| Given entries |
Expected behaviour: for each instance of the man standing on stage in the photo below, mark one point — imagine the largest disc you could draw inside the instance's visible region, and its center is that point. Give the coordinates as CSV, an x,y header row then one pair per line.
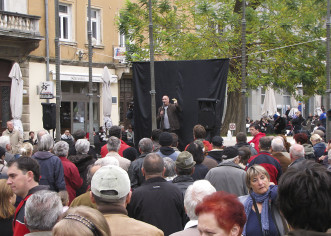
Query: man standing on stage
x,y
168,115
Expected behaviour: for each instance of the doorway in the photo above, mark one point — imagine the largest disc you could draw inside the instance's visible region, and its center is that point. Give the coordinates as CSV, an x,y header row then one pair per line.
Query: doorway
x,y
126,97
5,86
75,106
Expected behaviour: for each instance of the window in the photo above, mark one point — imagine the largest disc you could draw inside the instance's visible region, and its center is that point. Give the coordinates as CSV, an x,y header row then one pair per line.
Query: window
x,y
65,22
122,40
2,5
95,26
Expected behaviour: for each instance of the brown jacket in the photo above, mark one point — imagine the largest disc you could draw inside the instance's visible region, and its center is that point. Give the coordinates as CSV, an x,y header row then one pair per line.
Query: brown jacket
x,y
283,160
173,110
16,140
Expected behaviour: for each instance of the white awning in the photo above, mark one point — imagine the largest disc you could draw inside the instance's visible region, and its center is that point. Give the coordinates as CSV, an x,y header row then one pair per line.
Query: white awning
x,y
77,77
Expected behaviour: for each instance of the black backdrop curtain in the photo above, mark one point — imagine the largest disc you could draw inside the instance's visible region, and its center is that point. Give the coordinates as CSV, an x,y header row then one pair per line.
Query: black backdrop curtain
x,y
184,80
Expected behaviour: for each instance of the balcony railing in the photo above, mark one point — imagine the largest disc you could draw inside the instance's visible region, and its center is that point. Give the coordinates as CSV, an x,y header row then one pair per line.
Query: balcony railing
x,y
19,23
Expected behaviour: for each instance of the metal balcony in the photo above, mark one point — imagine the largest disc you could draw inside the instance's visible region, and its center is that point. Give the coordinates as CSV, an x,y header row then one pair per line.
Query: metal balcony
x,y
19,34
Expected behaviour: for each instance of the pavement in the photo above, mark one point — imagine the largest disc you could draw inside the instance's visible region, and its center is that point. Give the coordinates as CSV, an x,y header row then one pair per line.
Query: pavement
x,y
231,141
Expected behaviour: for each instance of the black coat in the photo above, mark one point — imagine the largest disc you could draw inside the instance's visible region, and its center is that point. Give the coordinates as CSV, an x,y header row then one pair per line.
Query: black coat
x,y
82,161
297,123
159,203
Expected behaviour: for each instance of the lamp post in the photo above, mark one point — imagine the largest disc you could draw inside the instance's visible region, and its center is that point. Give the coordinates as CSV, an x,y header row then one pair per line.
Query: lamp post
x,y
328,90
151,54
90,91
243,68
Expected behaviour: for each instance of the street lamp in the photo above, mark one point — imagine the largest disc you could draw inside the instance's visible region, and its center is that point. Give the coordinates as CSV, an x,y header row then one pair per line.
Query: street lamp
x,y
328,90
151,53
90,90
243,69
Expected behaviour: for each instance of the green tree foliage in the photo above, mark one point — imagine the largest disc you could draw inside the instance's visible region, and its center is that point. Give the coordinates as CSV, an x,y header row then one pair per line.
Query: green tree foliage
x,y
283,38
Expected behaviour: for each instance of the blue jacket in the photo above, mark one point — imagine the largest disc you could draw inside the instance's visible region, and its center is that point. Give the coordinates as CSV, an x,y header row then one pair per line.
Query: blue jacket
x,y
319,149
51,170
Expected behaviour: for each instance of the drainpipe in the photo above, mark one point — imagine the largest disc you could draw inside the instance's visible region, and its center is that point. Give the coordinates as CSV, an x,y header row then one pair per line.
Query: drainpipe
x,y
58,82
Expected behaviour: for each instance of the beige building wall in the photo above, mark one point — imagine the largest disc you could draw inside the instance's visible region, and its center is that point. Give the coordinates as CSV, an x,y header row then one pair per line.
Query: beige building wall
x,y
103,52
38,73
70,61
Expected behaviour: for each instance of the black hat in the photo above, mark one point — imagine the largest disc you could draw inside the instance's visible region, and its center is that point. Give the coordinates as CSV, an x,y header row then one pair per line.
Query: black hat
x,y
230,152
165,139
79,134
217,141
130,154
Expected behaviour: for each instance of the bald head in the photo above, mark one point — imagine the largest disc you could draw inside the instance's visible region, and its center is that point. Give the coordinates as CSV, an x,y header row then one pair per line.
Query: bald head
x,y
10,125
153,165
296,151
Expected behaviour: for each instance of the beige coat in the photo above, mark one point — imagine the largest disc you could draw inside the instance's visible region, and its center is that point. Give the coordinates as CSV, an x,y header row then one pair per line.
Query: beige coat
x,y
121,224
16,140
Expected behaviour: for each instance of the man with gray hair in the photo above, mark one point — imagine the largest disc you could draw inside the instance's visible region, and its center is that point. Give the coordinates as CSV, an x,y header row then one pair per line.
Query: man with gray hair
x,y
71,173
297,154
228,176
113,145
193,196
42,211
277,147
156,199
112,199
5,143
82,160
15,136
51,168
85,199
184,169
265,159
136,176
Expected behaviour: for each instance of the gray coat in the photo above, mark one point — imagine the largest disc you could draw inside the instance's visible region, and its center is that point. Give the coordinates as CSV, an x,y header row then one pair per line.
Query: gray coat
x,y
229,177
279,221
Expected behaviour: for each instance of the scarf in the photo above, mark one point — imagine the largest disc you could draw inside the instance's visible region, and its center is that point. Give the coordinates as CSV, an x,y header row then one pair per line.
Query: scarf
x,y
167,151
259,198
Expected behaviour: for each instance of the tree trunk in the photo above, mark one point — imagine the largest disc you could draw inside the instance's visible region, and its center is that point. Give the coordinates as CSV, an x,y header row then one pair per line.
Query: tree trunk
x,y
233,112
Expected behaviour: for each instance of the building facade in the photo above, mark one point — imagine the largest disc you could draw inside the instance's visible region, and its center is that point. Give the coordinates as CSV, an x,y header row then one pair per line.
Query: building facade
x,y
36,56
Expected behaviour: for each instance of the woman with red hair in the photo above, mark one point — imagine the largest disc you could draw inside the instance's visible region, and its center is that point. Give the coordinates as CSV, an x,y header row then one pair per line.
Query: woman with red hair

| Task requirements |
Make an exact reproduction of the listing above, without any pictures.

| Solved exercise |
Expected behaviour: for each instance of the man standing on stage in the photo below, mark one point — imagine the largest disc you could draw inside the instance's visible region, and its center is that point. Give the coordinates as CSV, an x,y header row then one pair per line.
Query: man standing on stage
x,y
168,115
Expected behaviour: for each instance of the doorway in the photo above, mark one point — imagine the largest disc you could draw inside the instance's visible region, and its center is that point. Give the coordinates as CSV, an x,y header row then one pair per line.
Query: doorway
x,y
126,97
5,86
75,106
Expected behaviour: for each instance of the window in the photo above, mark one point — imagine the largest disc you could draw inside the instance's visible region, and its center is that point. Give the coordinates as CSV, an x,y header row then one pair per line.
Query: window
x,y
65,22
122,40
2,5
95,26
Expected behaviour: for each instance of the brown jacket in the photo above, mark one point — imagine the largest disc you could draw inside the instance's visible region, and its center is that point. Give the coordinates as CSV, an x,y header row then one pair per line.
Query: brown jacket
x,y
283,160
173,110
16,140
Expected behaviour: for each instance of the white awning in the photo above, mark one point — imagine the largest disc you could draw inside the instance's visible region, and its center is that point. Give the coordinates as CSV, an x,y header row then one pair per line.
Query: white awning
x,y
77,77
Expected behaviour: for each instance of the black backdrop curtain in the photo above, mark one point — imagine the largest disc you could draw inside the instance's visible region, and its center is that point. Give the coordinates as CSV, an x,y header row then one pair per line.
Query: black backdrop curtain
x,y
184,80
Expected behaviour: for each instance of the balcony railing in the photo above, mark one point — imagine the largest disc you could draw inside the instance's visible region, and its center is that point. Give the coordinates as CSV, an x,y header row then one pair per line.
Query: balcony railing
x,y
19,23
Expected behaviour: for each instance of the metal balcony in the photo above, mark one point — imagine the largest disc you could draw inside the instance's visible region, and its center is that point. Give the coordinates as CSV, an x,y header row then one pair per line.
Query: metal balcony
x,y
19,34
Expected behaviour: for each instance of the pavement in the photo above, mark one point — imagine the largest disc you could draw inside the instance's visible region, and its center is that point. Give the coordinates as CSV, an x,y header row then one pair per line.
Query: pavement
x,y
231,141
Expected behaviour: for each instance of the black coat in the photo above, mark one point — imagine the largest disc you could draw inside the instance's visible region, and its center is that point. Give the coordinates as CSV, an x,y header row then one pair per line.
Query: black coat
x,y
82,161
297,123
159,203
Expected behaviour: for each instance of the lamp post in the photo above, mark one point — imagine the largest disc you could draw inside the instance's visible region, and its center is that point. Give the coordinates as CSV, an x,y header row then one pair per line.
Query: lamp post
x,y
328,90
151,54
90,91
243,68
Expected behaviour: for each instance of the street lamp in the photo above, mark one point — imagine the largest disc you could draw inside the instance's visible region, and its center is that point. Give the coordinates as CSV, an x,y header row then one pair per line.
Query: street lamp
x,y
328,90
151,53
90,90
243,69
Expected behaviour: for each instance of the green tree foliage in the photo above, mark one point — imagine the largest disc you could draw inside the instance's visible region, and its center is that point. Give the coordinates as CSV, an x,y header row then one pair per line.
Query: green tree foliage
x,y
283,38
Expected behaviour: for each instance of the blue jacket in the photo above, mark one point — imagine the largest disc you could draw inside the instance's visible region, and its center is that point. Give the coordinates as CSV, an x,y header row then one pair per line.
Query: blue jacket
x,y
319,149
51,170
Expected behaviour: for each instance of the drainpipe in the photo above, mark one point — imagine the largest disc you could draw inside the instance's visible region, and its center is that point. Give the coordinates as CSV, an x,y header row then one pair per line.
Query: drainpipe
x,y
58,82
Expected behaviour: for each instance of the beige building wall in the photo above, mark one point — imagine the largest disc you could draw inside the instance's visible region, and its center is that point. Give the coordinates as CSV, an x,y header row then one pair per line.
Query: beige building wall
x,y
103,52
38,73
70,61
Expected behaviour: for each instance of the black hat in the photo above, mark one point — imagine the largest disc you could draw inside the instance's visible region, and its center is that point. Give the coordinates as CSV, an x,y header row then one pair per line.
Query: black hat
x,y
230,152
165,139
79,134
217,141
130,154
Expected behaviour: for each instance of the bald head in the photo above, mark one point — imagine the largest disc you could draw inside the instance's visible region, and its center is that point. Give the coordinates as CSV, an x,y header row then one pair per line.
Query: bald head
x,y
10,125
153,165
296,151
Expected behaviour: for each instance of the beige coat in the photo above, mark one point — imagine the largest disc you could draw inside the instance's visible region, and its center is that point. Give the coordinates as CSV, an x,y header row then one pair per line.
Query: beige coat
x,y
121,224
16,140
Expected behaviour: for each instance of the man with gray hair in the photo above, mark one point — imagine the largest disc you could draw inside the instance's visible region, and its center is that point. Give the coordinates as CSV, an x,y header row then one pair per line.
Query: man with gray hair
x,y
71,173
297,154
228,176
113,145
193,196
42,211
277,147
156,199
112,199
5,143
82,160
15,136
51,168
85,199
184,169
265,159
136,176
Expected behaviour: for each instance of the gray coat in the photo above, mark one point — imagine the largest disc you could draw inside the instance's visible region, and its center is that point. Give the coordinates as CSV, an x,y header row then one pair per line.
Query: gray coat
x,y
229,177
279,221
Expected behaviour: for each instance of the scarf in the photo above, mark one point — imagine the largest disc you could draw inside the instance's visible region, and its center is that point. Give the coordinates as CSV, an x,y header row then one pair per line.
Query: scarf
x,y
167,151
259,198
Expected behaviour: for each instance of the tree trunk in the photo above, mark one point — imagine the largest disc you could draw inside the instance's visible region, and its center is that point. Give the coordinates as CSV, an x,y header row then one pair per line.
Query: tree trunk
x,y
233,112
Expected behaviour: for each instance of the building facade in the photo above, mark one point — imagine the largest disc you could draw inside the instance's visible region, and its center is that point. Give the coordinates as CSV, an x,y header row then one pair per line.
Query: building facade
x,y
36,56
Expected behaviour: for each instance of the woman with red hair in the photo above, mark one point — imagine the largest disc you could draw inside the instance's visible region, and its center is that point. Give the coordinates as CSV, an x,y header row then one pair per line.
Query: woman with red hair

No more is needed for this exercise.